[Provided material Boundary: Start]

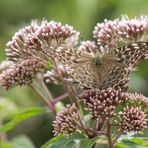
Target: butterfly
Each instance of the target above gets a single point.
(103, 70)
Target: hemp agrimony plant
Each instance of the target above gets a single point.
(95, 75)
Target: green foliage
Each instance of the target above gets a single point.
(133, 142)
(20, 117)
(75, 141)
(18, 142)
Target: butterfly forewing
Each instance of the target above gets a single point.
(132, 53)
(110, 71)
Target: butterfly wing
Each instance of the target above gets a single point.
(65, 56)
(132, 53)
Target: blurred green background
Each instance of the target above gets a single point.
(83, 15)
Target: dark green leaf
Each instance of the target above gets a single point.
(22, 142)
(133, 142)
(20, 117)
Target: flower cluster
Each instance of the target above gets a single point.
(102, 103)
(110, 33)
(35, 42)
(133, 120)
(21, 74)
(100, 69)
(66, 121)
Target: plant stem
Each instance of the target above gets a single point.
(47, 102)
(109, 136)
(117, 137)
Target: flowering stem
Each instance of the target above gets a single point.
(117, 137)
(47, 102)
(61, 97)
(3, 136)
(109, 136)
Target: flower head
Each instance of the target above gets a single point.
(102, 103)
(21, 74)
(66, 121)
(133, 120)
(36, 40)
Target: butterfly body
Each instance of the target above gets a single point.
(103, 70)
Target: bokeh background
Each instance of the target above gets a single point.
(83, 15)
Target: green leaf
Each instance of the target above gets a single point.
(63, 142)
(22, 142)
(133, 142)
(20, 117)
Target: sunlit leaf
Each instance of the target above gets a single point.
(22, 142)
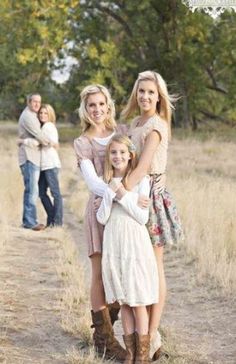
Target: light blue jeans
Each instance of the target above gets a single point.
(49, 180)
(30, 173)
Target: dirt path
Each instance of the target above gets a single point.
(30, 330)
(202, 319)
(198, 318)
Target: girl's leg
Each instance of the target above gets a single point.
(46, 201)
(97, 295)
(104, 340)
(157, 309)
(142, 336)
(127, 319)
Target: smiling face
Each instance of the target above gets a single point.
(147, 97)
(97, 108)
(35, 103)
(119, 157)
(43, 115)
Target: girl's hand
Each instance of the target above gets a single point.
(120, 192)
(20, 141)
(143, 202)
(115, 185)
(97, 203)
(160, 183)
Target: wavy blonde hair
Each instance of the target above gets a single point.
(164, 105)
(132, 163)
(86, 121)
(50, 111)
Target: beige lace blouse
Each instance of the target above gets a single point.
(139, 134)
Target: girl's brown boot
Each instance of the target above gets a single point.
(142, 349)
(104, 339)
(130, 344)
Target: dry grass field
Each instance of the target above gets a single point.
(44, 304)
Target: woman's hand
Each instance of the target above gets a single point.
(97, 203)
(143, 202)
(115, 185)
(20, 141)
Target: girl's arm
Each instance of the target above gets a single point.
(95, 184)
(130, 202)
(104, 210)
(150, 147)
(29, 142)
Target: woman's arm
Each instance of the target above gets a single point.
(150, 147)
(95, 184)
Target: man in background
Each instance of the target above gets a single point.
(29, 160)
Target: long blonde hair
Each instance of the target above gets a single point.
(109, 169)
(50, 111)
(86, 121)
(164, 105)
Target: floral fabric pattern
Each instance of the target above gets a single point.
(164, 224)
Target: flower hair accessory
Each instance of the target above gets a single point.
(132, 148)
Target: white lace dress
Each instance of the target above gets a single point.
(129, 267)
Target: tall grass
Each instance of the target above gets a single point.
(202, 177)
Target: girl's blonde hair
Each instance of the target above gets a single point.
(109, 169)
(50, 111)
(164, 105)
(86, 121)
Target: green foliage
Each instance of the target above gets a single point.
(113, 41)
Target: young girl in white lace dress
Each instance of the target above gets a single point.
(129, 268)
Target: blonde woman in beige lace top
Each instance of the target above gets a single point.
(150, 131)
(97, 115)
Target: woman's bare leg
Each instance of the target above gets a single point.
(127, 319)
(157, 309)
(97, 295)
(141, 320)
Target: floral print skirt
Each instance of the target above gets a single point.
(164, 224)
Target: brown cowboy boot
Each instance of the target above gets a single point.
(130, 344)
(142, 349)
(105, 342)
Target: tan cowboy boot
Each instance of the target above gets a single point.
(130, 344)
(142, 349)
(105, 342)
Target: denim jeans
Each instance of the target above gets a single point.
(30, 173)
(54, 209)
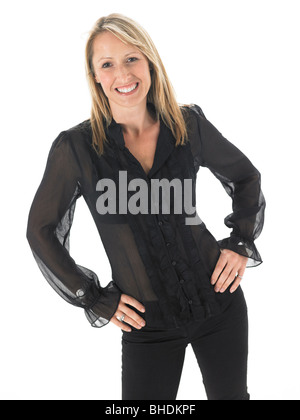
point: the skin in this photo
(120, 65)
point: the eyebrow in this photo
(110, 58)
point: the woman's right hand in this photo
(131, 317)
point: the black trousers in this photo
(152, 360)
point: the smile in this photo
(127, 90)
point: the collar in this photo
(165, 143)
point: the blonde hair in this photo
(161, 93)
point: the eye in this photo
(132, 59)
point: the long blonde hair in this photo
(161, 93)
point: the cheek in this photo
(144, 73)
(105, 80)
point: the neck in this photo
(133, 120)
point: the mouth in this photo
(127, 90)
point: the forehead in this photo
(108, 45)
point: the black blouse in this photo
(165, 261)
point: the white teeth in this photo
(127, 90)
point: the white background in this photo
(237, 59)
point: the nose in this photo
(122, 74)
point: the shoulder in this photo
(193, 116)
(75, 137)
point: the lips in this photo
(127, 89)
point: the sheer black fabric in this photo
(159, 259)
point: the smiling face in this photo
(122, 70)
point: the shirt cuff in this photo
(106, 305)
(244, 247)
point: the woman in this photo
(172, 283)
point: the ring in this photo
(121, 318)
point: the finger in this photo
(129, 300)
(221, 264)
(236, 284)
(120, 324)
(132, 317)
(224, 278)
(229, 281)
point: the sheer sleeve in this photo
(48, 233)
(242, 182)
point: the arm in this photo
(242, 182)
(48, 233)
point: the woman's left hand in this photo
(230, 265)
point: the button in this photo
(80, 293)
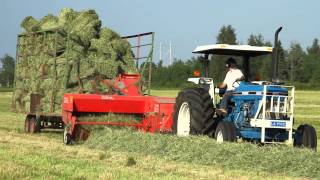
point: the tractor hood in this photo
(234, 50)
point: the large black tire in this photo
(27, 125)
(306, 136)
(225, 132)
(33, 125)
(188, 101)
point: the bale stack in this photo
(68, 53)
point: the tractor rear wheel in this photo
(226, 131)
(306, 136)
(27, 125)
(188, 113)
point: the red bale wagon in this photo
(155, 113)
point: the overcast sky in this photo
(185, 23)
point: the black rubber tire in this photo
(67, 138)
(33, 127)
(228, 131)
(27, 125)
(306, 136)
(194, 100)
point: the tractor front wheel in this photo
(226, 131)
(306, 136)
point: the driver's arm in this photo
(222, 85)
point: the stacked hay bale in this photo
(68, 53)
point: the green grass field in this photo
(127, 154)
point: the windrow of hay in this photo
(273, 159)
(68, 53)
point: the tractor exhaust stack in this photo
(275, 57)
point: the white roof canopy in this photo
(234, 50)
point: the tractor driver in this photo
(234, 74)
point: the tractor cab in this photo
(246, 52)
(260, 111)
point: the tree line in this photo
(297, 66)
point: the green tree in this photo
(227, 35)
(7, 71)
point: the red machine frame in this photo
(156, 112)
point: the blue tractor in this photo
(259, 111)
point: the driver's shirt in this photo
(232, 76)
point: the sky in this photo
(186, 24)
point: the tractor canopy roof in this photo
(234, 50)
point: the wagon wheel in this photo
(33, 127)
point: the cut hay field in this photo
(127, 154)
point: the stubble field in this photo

[Provided material Boundary: End]

[Required work] Print only the lines from the first line of the data above through the one containing "Target: wavy blonde hair", exactly as they are, with pictures omitted.

[Completed task]
Target: butterfly
Each instance of the target above gets a single point.
(103, 70)
Target: hemp agrimony plant
Each instance of the target above gets a single point.
(95, 75)
Target: green foliage
Each instance of the target above gets a single point.
(133, 142)
(20, 117)
(75, 141)
(18, 142)
Target: butterfly forewing
Each instance of the target above gets a single point.
(132, 53)
(110, 71)
Target: butterfly wing
Each instance of the target above gets a single point.
(65, 56)
(132, 53)
Target: blurred green background
Each instance of the target above gets a single point.
(83, 15)
Target: dark green leaf
Each instance of the target above gets a single point.
(22, 142)
(133, 142)
(20, 117)
Target: flower cluster
Each instance of the target above gets a single point.
(102, 103)
(110, 33)
(35, 42)
(133, 120)
(21, 74)
(100, 69)
(66, 121)
Target: plant stem
Each instance of the target above gets a single point.
(47, 102)
(109, 136)
(117, 137)
Target: flowering stem
Each instance of the target above gets a single point.
(117, 137)
(47, 102)
(61, 97)
(3, 136)
(109, 136)
Target: flower head
Each instance of the target above gets a single point.
(102, 103)
(21, 74)
(66, 121)
(133, 120)
(36, 40)
Target: butterfly body
Each instance of the target above gets a single point.
(103, 70)
Target: bokeh background
Each instance of the target above gets a single point.
(83, 15)
Target: green leaf
Each instance of the target above gets a single point.
(63, 142)
(22, 142)
(133, 142)
(20, 117)
Target: sunlit leaf
Each instance of the target above gets a single point.
(22, 142)
Target: light blue jeans
Each instance of the target above gets a single point.
(49, 180)
(30, 173)
Target: dirt path
Each instance of the target above gets a single point.
(30, 330)
(202, 319)
(198, 318)
Target: girl's leg
Each instance of the target above gets a single point.
(46, 201)
(97, 295)
(104, 340)
(157, 309)
(142, 336)
(127, 319)
Target: smiling face
Each instance of the target above gets a single point.
(147, 97)
(97, 108)
(35, 103)
(119, 157)
(43, 115)
Target: girl's hand
Each instance of the target above gets a single point.
(120, 192)
(20, 141)
(143, 202)
(115, 185)
(97, 203)
(160, 183)
Target: wavy blonde hair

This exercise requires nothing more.